Each image should be skipped while the records are restated word for word.
--------------------------------------------------
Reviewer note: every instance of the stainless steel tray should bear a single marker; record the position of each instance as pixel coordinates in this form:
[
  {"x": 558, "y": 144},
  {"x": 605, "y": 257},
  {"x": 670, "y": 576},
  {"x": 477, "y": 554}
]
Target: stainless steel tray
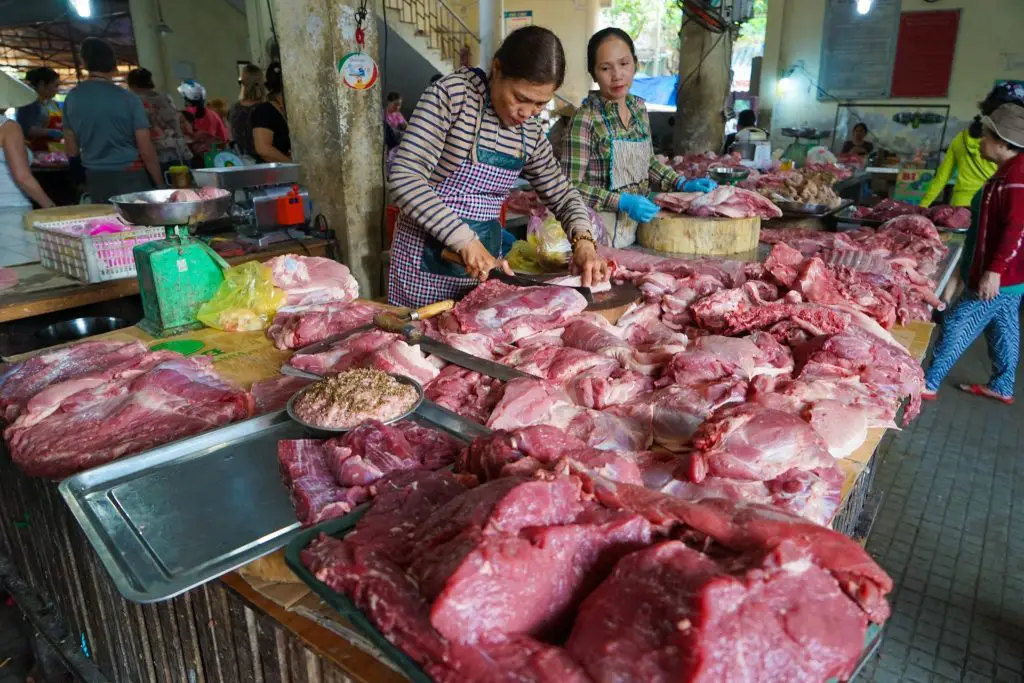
[
  {"x": 175, "y": 517},
  {"x": 240, "y": 177}
]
--------------------------------------------------
**TASK OUTPUT**.
Reviewer note: every instance of the stainless steel tray should bear a single marker; record the position of each instance as pixel coordinates in this form:
[
  {"x": 558, "y": 144},
  {"x": 605, "y": 257},
  {"x": 670, "y": 576},
  {"x": 477, "y": 554}
]
Target: stainless steel tray
[
  {"x": 175, "y": 517},
  {"x": 240, "y": 177}
]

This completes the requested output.